** begin Stored records **

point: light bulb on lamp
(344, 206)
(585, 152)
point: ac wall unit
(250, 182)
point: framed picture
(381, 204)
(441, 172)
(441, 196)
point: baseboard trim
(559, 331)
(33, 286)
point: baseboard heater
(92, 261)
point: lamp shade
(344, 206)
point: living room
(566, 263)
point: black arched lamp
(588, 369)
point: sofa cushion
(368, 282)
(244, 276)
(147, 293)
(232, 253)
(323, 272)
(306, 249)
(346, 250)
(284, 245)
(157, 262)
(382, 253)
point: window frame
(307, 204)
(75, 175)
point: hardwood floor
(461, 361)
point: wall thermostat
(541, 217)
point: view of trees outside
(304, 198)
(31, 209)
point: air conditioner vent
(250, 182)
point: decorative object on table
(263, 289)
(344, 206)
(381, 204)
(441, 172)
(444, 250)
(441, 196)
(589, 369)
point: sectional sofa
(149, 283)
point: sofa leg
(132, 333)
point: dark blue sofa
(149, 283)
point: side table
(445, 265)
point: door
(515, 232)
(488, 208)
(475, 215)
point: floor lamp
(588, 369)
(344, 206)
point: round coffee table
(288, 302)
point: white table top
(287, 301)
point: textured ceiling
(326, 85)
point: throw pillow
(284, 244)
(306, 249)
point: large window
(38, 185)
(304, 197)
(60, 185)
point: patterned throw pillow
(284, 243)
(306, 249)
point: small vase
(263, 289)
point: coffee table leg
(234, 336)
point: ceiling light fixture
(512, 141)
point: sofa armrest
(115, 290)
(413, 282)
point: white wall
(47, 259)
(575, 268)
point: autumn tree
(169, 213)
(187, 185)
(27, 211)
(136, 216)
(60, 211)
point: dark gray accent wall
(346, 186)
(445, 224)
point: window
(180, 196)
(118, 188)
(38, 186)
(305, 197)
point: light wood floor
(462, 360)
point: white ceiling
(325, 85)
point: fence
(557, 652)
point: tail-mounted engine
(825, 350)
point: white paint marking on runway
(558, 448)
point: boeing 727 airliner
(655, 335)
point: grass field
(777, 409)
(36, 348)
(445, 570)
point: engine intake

** end Stored records **

Work to be completed:
Render the rows above as a Markdown table with the columns "No." and "Line," numbering each line in order and skipping blank lines.

Correct output:
| No. | Line |
|---|---|
| 1 | point: light bulb on lamp |
| 2 | (344, 206) |
| 3 | (585, 152) |
| 4 | point: ac wall unit |
| 5 | (250, 182) |
| 6 | point: framed picture |
| 7 | (381, 204) |
| 8 | (441, 172) |
| 9 | (441, 196) |
| 10 | point: baseboard trim |
| 11 | (559, 331) |
| 12 | (33, 286) |
| 13 | point: baseboard heater |
| 14 | (92, 261) |
| 15 | point: lamp shade |
| 16 | (344, 206) |
| 17 | point: living room |
| 18 | (566, 263) |
| 19 | point: black arched lamp |
| 20 | (588, 369) |
| 21 | point: sofa cushion |
| 22 | (368, 282) |
| 23 | (244, 276) |
| 24 | (147, 293) |
| 25 | (232, 253) |
| 26 | (323, 272) |
| 27 | (306, 249) |
| 28 | (346, 250) |
| 29 | (284, 245) |
| 30 | (157, 262) |
| 31 | (382, 253) |
| 32 | point: window frame |
| 33 | (307, 204) |
| 34 | (75, 175) |
| 35 | point: hardwood floor |
| 36 | (461, 361) |
| 37 | point: wall thermostat |
| 38 | (541, 217) |
| 39 | point: view of trees outside |
| 40 | (304, 198) |
| 41 | (31, 209) |
| 42 | point: air conditioner vent |
| 43 | (250, 182) |
| 44 | point: decorative object on table |
| 45 | (263, 289) |
| 46 | (344, 206) |
| 47 | (381, 204) |
| 48 | (441, 172) |
| 49 | (444, 250) |
| 50 | (441, 196) |
| 51 | (589, 369) |
| 52 | point: sectional sofa |
| 53 | (149, 283) |
| 54 | point: sofa leg |
| 55 | (132, 333) |
| 56 | point: dark blue sofa |
| 57 | (149, 283) |
| 58 | point: side table |
| 59 | (445, 265) |
| 60 | point: door |
| 61 | (515, 232) |
| 62 | (488, 208) |
| 63 | (475, 215) |
| 64 | point: floor lamp |
| 65 | (588, 369) |
| 66 | (344, 206) |
| 67 | point: round coffee table |
| 68 | (288, 302) |
| 69 | point: white table top |
| 70 | (287, 301) |
| 71 | point: textured ceiling |
| 72 | (326, 85) |
| 73 | point: throw pillow |
| 74 | (284, 244) |
| 75 | (306, 249) |
| 76 | point: large window |
| 77 | (38, 185) |
| 78 | (304, 197) |
| 79 | (60, 185) |
| 80 | point: patterned throw pillow |
| 81 | (284, 243) |
| 82 | (306, 249) |
| 83 | point: small vase |
| 84 | (263, 289) |
| 85 | point: coffee table leg |
| 86 | (234, 336) |
| 87 | point: ceiling light fixture |
| 88 | (512, 141) |
| 89 | point: sofa armrest |
| 90 | (115, 290) |
| 91 | (413, 282) |
| 92 | point: white wall |
| 93 | (47, 259) |
| 94 | (575, 268) |
| 95 | point: autumn tree |
| 96 | (169, 213) |
| 97 | (187, 185) |
| 98 | (27, 211) |
| 99 | (136, 216) |
| 100 | (60, 211) |
| 101 | point: dark gray accent wall |
| 102 | (346, 186) |
| 103 | (445, 224) |
| 104 | point: window |
| 105 | (180, 196) |
| 106 | (118, 188) |
| 107 | (38, 186) |
| 108 | (305, 197) |
| 109 | point: light wood floor |
| 110 | (462, 360) |
| 111 | point: white ceiling |
| 112 | (325, 85) |
| 113 | point: fence |
| 114 | (557, 652) |
| 115 | point: tail-mounted engine |
| 116 | (825, 350) |
| 117 | point: white paint marking on runway |
| 118 | (558, 448) |
| 119 | point: boeing 727 airliner |
| 120 | (655, 335) |
| 121 | point: grass field |
| 122 | (777, 409) |
| 123 | (36, 348) |
| 124 | (445, 570) |
| 125 | point: engine intake |